> [Directives]:
- A) According to the forum thread on using a pre-trained VGG model for face anti-spoofing, what drawback comes with extracting features first and saving them to disk?
- B) Extend the forum thread on using a pre-trained VGG model for face anti-spoofing, starting right after its final line.

> [Text provided]:
^^^^^^^^

Python: pre-trained VGG-face model for face anti-spoofing problem

Question

I'm trying to solve face anti-spoofing problem by using pre-trained model (e.g., VGG trained on ImageNet). Where do I need to retrieve the features ? after which layer ? More specific, is it enough to change the output of the last full connected layer from 2622 to 2 as in the face anti-spoofing problem, we have two classes (real/fake)?

actually, is it efficient to use a pre-trained VGG-face model (which trained on ImageNet) in face anti-spoofing problem? And please any tutorial or either GitHub code help me to achieve this in Python?

Answer 1

Maybe too late to answer but better late than never.

It depends on your dataset if you have too few or too many samples. Generally, a pre-trained model is suggested when you have a limited amount of data and/or want to avoid overfitting while extracting most of the features of your samples for higher accuracy. If you are using Keras try to go with VGG16:

conv_net = VGG16(weights="imagenet", 
                 include_top=False,
                 input_shape=(150, 150, 3)) # Change the shape accordingly

It gives you such a layers stack:

Layer (type)                 Output Shape              Param #   
=================================================================
input_1 (InputLayer)         (None, 150, 150, 3)       0         
_________________________________________________________________
block1_conv1 (Conv2D)        (None, 150, 150, 64)      1792      
_________________________________________________________________
block1_conv2 (Conv2D)        (None, 150, 150, 64)      36928     
_________________________________________________________________
block1_pool (MaxPooling2D)   (None, 75, 75, 64)        0         
_________________________________________________________________
block2_conv1 (Conv2D)        (None, 75, 75, 128)       73856     
_________________________________________________________________
block2_conv2 (Conv2D)        (None, 75, 75, 128)       147584    
_________________________________________________________________
block2_pool (MaxPooling2D)   (None, 37, 37, 128)       0         
_________________________________________________________________
block3_conv1 (Conv2D)        (None, 37, 37, 256)       295168    
_________________________________________________________________
block3_conv2 (Conv2D)        (None, 37, 37, 256)       590080    
_________________________________________________________________
block3_conv3 (Conv2D)        (None, 37, 37, 256)       590080    
_________________________________________________________________
block3_pool (MaxPooling2D)   (None, 18, 18, 256)       0         
_________________________________________________________________
block4_conv1 (Conv2D)        (None, 18, 18, 512)       1180160   
_________________________________________________________________
block4_conv2 (Conv2D)        (None, 18, 18, 512)       2359808   
_________________________________________________________________
block4_conv3 (Conv2D)        (None, 18, 18, 512)       2359808   
_________________________________________________________________
block4_pool (MaxPooling2D)   (None, 9, 9, 512)         0         
_________________________________________________________________
block5_conv1 (Conv2D)        (None, 9, 9, 512)         2359808   
_________________________________________________________________
block5_conv2 (Conv2D)        (None, 9, 9, 512)         2359808   
_________________________________________________________________
block5_conv3 (Conv2D)        (None, 9, 9, 512)         2359808   
_________________________________________________________________
block5_pool (MaxPooling2D)   (None, 4, 4, 512)         0         
=================================================================
Total params: 14,714,688
Trainable params: 14,714,688
Non-trainable params: 0

To use this model you have two choices, one is to extract the features using only this model and save them on disk, and in the next step create your Densely connected layers and feed the output of the previous step to the model. This approach is much faster than the next one I'm going to explain but the only drawback is you can't use data augmentation. This is how you can extract the features using the predict method of conv_net:

features_batch = conv_base.predict(inputs_batch)

^^^^^^^^

> [Information shown]:
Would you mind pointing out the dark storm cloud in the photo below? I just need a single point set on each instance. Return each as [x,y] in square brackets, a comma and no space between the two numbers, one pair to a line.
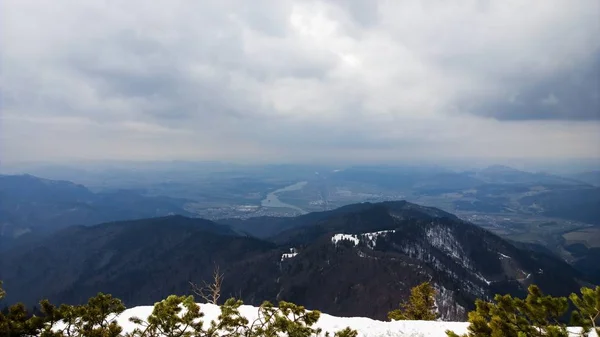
[570,94]
[298,79]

^^^^^^^^

> [Responses in order]:
- A) You can't use data augmentation.

- B)
# Save the features in a tensor and feed them to the Dense Layer after all has been extracted

The second choice is to attach your Densely connected model at top of the VGG model, Freez the conv_net layers and feed your data normally to the network, this way you can use data augmentation but only use it when you have access to a powerful GPU or Cloud. Here is a code of how to freeze and connect your Dense layer on top of VGG:

#codes adopted from "Deep Learning with Python" book
from keras import models
from keras import layers
conv_base.trainable = False
model = models.Sequential()
model.add(conv_base)
model.add(layers.Flatten())
model.add(layers.Dense(256, activation='relu'))
model.add(layers.Dense(1, activation='sigmoid'))

You can even fine tune the model by unfreezing one of the layers of conv_net to adapt with your data. Here is how you can freeze all layers but one:

conv_base.trainable = True
set_trainable = False
for layer in conv_base.layers:
    if layer.name == 'block5_conv1':
        set_trainable = True
    if set_trainable:
        layer.trainable = True
    else:
        layer.trainable = False
# your model like before

Hope it helps you get started.